▸ Page excerpt
☆ ☆ ☆ ☆
Member of the House of Councillors
- In office 10 July 1983 – 22 July 1995
- Constituency: Niigata at-large district

Mayor of Sanjō
- In office 9 July 1972 – 8 July 1976
- Preceded by: Tsunesuke Watanabe
- Succeeded by: Kentaro Takizawa

Personal details
- Born: August 16, 1928 Tokyo, Japan
- Died: March 12, 2000 (aged 71)
- Party: Japan Socialist Party New Socialist Party of Japan
- Relatives: Father: Junzō Inamura (former Member of the House of Representatives) Uncle: Ryūichi Inamura (former Member of the House of Representatives)
- Alma mater: Hokkaido University (College of Agriculture and Forestry)
- Occupation: Educator, politician

= Toshio Inamura =

Toshio Inamura (稲村 稔夫, Inamura Toshio, 16 August 1928 – 12 March 2000) was a Japanese educator and politician. He served as a member of the House of Councillors and as mayor of Sanjō in Niigata Prefecture.

== Career ==
Inamura was born in Tokyo. He graduated from the College of Agriculture and Forestry of Hokkaido University in 1948. In May of the same year he became a teacher at Kutchan Junior High School in Abuta District, Hokkaido, and in 1950 a teacher at Utashinai High School. He was also active in the Japan Teachers' Union.
☆ ☆ ☆ ☆
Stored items
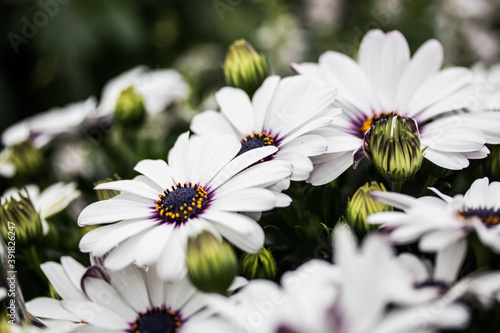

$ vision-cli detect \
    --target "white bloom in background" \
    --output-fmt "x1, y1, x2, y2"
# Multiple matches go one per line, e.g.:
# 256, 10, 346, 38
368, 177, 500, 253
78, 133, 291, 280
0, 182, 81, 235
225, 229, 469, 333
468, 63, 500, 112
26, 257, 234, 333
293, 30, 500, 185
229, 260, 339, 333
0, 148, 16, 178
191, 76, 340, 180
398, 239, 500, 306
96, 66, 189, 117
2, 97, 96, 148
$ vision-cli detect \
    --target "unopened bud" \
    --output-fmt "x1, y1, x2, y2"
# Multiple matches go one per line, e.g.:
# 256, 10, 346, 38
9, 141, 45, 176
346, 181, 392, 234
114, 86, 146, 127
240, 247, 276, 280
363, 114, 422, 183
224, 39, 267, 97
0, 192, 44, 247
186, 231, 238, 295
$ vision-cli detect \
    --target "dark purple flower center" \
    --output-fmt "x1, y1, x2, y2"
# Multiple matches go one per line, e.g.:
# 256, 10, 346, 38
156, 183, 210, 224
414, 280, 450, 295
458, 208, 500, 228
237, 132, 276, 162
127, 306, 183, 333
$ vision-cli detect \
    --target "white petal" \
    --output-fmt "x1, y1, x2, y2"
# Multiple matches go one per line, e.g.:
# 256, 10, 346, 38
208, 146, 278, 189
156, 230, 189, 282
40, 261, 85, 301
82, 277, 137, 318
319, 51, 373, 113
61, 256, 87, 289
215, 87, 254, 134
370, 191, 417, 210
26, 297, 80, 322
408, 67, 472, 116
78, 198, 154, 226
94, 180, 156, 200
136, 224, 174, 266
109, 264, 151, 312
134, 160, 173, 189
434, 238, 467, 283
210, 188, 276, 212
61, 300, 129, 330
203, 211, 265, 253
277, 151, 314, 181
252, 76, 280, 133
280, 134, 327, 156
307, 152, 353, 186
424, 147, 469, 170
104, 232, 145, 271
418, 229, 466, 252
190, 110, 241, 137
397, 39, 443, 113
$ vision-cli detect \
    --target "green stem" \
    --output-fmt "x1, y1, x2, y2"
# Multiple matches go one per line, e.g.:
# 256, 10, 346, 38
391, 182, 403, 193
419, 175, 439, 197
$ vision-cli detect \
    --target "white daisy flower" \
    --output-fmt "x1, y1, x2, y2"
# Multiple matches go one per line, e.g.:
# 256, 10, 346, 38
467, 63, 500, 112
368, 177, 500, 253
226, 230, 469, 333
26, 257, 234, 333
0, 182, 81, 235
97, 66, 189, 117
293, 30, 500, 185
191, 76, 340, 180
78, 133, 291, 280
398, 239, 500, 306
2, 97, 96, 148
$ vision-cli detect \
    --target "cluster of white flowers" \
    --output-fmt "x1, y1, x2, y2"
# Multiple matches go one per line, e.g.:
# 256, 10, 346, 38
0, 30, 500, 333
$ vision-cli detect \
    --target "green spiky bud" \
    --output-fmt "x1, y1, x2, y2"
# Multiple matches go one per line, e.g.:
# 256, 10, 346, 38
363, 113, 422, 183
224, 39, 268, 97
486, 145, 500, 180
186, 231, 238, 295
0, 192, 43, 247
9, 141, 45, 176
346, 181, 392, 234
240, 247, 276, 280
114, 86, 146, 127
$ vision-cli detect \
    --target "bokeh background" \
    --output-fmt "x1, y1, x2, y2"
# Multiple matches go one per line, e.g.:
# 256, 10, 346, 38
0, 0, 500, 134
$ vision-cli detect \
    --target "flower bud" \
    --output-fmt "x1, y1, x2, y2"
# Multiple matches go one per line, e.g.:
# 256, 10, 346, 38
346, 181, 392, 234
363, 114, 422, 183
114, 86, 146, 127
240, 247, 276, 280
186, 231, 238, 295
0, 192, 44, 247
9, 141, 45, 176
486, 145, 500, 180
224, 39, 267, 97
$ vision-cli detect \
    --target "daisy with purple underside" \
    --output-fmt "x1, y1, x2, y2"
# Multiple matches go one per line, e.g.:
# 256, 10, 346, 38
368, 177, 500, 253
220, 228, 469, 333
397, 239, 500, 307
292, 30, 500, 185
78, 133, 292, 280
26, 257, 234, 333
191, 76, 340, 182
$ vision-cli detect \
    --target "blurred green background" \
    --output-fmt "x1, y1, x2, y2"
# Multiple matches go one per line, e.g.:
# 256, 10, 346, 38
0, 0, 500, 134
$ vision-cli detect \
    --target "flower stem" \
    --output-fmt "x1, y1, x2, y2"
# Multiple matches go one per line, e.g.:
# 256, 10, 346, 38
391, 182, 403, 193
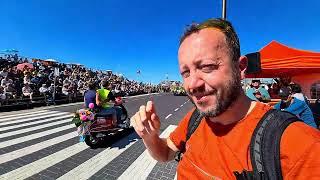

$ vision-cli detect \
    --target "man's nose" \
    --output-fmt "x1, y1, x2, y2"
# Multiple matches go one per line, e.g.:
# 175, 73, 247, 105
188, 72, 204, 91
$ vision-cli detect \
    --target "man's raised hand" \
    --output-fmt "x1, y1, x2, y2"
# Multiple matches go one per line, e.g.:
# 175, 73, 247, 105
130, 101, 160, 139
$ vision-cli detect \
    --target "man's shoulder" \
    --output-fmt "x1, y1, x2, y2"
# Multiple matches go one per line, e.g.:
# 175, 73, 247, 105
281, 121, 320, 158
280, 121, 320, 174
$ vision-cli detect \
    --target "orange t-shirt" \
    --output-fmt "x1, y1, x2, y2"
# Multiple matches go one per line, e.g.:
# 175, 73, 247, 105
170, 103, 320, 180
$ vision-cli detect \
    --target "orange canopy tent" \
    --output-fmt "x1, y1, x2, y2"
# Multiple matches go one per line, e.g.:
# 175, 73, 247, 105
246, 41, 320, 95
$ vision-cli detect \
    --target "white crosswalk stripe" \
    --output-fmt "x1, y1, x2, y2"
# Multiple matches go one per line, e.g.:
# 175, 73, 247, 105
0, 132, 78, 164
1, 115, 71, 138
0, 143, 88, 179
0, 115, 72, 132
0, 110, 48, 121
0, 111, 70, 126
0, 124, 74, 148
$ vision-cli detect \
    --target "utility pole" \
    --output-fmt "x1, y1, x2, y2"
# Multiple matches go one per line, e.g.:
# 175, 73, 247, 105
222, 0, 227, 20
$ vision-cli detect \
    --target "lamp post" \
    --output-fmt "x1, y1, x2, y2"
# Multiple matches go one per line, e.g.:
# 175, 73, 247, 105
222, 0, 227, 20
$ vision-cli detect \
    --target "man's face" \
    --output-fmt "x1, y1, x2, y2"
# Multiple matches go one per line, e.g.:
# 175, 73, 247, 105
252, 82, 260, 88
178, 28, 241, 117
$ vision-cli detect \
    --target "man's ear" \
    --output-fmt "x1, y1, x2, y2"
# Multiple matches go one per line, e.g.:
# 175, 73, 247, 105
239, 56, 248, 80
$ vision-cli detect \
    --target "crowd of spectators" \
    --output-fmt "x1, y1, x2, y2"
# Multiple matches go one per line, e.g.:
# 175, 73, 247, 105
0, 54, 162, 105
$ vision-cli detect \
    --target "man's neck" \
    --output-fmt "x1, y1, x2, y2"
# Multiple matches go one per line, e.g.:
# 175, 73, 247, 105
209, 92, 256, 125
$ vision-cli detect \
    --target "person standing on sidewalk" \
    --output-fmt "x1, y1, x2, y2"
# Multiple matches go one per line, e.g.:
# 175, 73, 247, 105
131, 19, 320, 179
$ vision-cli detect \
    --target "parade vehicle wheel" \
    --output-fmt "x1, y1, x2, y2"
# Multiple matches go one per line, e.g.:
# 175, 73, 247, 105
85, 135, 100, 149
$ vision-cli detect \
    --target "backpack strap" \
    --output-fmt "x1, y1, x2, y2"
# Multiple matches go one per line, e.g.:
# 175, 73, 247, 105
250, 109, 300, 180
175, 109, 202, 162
☆ ☆ ☆ ☆
▸ Tasks
(a) In the Toshio Inamura biography, at which school did Inamura begin teaching in 1950?
(b) Summarize the Toshio Inamura biography in two sentences.
(c) Proceed with the Toshio Inamura biography, starting after its final sentence.

▸ Expected outputs
(a) Utashinai High School.

(b) Toshio Inamura (1928–2000) was a Japanese educator and politician who served as mayor of Sanjō in Niigata Prefecture and as a member of the House of Councillors. After graduating from the College of Agriculture and Forestry of Hokkaido University in 1948, he taught at Kutchan Junior High School and Utashinai High School and was active in the Japan Teachers' Union.

(c)
He later became a secretary at the headquarters of the Japan Socialist Party, serving as deputy director of the party's Farmers' Department and handling issues related to the reversion of Okinawa, the movement against atomic and hydrogen bombs, and farmers' movements. In 1969 he moved to Sanjō, his father's hometown, and served as deputy secretary-general of the party's Niigata Prefectural Headquarters and as an officer of the Niigata Prefectural Federation of the Japan Farmers' Union. He ran unsuccessfully in the 32nd House of Representatives general election in December 1969.

In 1972 he was elected mayor of Sanjō for the first time, making the city a progressive local government. He lost the subsequent mayoral election and served one term until July 1976. During his tenure he worked to improve social welfare, promote pollution control measures, and develop educational and sports facilities.

In the April 1978 Niigata gubernatorial election he ran with the recommendation of the Japan Socialist Party and the Japanese Communist Party but was defeated by the incumbent Takeo Kimi of the Liberal Democratic Party.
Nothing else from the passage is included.